───── Record excerpts
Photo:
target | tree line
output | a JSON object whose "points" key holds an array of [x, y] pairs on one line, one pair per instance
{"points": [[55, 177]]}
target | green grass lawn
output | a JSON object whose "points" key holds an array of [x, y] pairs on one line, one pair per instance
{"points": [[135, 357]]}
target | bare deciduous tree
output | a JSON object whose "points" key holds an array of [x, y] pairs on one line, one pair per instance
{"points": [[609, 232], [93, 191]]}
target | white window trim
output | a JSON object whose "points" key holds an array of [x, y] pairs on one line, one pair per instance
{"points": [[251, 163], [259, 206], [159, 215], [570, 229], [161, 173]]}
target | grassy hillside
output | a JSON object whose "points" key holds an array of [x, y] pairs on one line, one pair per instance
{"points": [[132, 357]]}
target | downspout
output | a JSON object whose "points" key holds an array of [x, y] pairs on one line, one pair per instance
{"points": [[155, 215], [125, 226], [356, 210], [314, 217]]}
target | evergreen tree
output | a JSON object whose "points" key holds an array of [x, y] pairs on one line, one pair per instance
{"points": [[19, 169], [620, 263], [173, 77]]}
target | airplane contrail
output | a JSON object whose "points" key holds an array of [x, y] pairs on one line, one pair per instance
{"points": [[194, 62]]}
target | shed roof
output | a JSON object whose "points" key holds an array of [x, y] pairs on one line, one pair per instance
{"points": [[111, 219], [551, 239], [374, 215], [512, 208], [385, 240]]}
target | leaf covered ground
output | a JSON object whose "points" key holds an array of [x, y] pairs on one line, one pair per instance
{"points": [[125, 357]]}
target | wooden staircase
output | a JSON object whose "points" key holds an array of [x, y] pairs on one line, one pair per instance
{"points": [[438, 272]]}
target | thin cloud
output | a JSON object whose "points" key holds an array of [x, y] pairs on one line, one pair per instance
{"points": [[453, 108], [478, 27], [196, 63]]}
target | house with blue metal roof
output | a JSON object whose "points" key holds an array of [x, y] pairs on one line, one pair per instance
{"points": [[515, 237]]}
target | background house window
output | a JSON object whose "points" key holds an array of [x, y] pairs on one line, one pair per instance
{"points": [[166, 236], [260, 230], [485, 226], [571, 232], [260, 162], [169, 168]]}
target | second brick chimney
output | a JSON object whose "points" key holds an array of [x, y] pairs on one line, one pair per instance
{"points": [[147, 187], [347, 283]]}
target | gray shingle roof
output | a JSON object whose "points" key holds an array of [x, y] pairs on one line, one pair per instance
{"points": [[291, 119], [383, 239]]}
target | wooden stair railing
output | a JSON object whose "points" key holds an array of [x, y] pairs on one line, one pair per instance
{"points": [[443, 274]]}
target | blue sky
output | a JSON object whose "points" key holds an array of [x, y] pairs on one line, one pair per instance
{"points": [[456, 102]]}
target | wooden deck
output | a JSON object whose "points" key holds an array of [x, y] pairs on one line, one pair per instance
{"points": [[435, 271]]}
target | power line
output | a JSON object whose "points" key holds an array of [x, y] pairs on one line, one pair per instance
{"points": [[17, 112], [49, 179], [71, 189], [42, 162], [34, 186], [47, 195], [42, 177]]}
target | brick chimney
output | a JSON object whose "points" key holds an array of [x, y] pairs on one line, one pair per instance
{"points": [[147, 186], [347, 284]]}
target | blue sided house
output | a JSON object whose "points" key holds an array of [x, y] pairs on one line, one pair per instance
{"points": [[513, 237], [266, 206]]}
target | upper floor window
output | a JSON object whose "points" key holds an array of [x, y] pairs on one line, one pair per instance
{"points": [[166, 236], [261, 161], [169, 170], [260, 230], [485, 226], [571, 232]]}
──────────
-- Work request --
Your answer should be the full set of records, printed exactly.

-- Task result --
Photo:
target | tree line
output | a JSON object whose "points" key holds an array of [x, y] pairs on one line, one pair per instance
{"points": [[55, 177]]}
target | green grass lawn
output | a JSON object whose "points" key holds an array of [x, y] pairs on one line, one pair per instance
{"points": [[135, 357]]}
target | bare deciduous tree
output | a JSON object whose "points" key holds an array of [x, y] pairs on one line, one pair per instance
{"points": [[609, 232], [93, 191]]}
target | white window trim
output | a JSON object whose "points" key holds an array of [x, y] pairs on one line, one pair per instance
{"points": [[251, 163], [259, 206], [159, 215], [570, 229], [161, 173]]}
target | grassy hillside
output | a JSON object whose "points" key holds an array of [x, y] pairs on one line, one pair per instance
{"points": [[132, 357]]}
target | downspout
output | a JSON object whose "points" key holds an array of [x, y] pairs on one line, one pair per instance
{"points": [[155, 215], [125, 226], [356, 210], [314, 217]]}
target | evergreen tree
output | a JSON object whose "points" key holds an array of [x, y] pairs on one line, one pair per instance
{"points": [[19, 169], [620, 263], [173, 77]]}
target | airplane contrail
output | a JSON object whose "points" key holds an array of [x, y] pairs on one line, one pair per instance
{"points": [[194, 62]]}
target | shed roof
output | a JSON object whose "points" key holds an array of [x, y] pairs on one line, one pair per instance
{"points": [[111, 219], [551, 239], [374, 215], [512, 208], [385, 240]]}
target | leaf covered ground
output | a JSON object whose "points" key holds an array of [x, y] pairs on one line, one pair per instance
{"points": [[125, 357]]}
target | wooden staircase
output | a JSON object whose "points" key holds an array of [x, y] pairs on one line, one pair per instance
{"points": [[438, 272]]}
target | thin cloud
output | a JSON object whose "points" key holds an array of [x, y] pairs on one line, one pair per instance
{"points": [[453, 108], [478, 27], [196, 63]]}
target | house with blue metal roof
output | a JSON object whose "points" key holds an array of [x, y] pairs on one line, one pair per instance
{"points": [[515, 237]]}
target | background house window
output | a JSON object whose "points" key holds an array of [x, y] pairs on one line, one pair per instance
{"points": [[166, 236], [260, 230], [485, 226], [571, 232], [260, 162], [169, 168]]}
target | second brick chimney
output | a JSON object whose "points" key holds an array of [x, y] pairs on one line, one pair per instance
{"points": [[147, 187], [347, 283]]}
target | gray shingle roof
output | a JSON object whose "points" key holds an array of [x, y] pairs on one line, one pair per instance
{"points": [[291, 119], [383, 239]]}
target | wooden stair railing
output | a JSON object whose "points" key holds an array of [x, y] pairs on one line, one pair per instance
{"points": [[443, 274]]}
target | blue sky
output | a JSON object whose "points" key holds an array of [x, y] pairs on one line, one pair per instance
{"points": [[456, 102]]}
target | wooden deck
output | a JSON object whose "points" key holds an array of [x, y] pairs on one line, one pair per instance
{"points": [[435, 271]]}
target | power line
output | a JSON object whose "points" key holds an array of [x, y] pairs on one line, one pair per instance
{"points": [[17, 112], [49, 179], [71, 189], [42, 162], [34, 186], [47, 195], [42, 177]]}
target | brick chimney
output | a JSON object whose "points" key holds an array of [x, y] pairs on one line, one pair per instance
{"points": [[147, 186], [347, 284]]}
target | blue sided house
output | a JSON object whose "points" key holds an array of [x, y] pairs on one line, one pair per instance
{"points": [[513, 237], [266, 206]]}
target | upper floor window
output | a JSON object whose "points" key holds an array of [x, y] pairs on one line, one pair per instance
{"points": [[166, 236], [261, 161], [169, 170], [260, 230], [485, 226], [571, 232]]}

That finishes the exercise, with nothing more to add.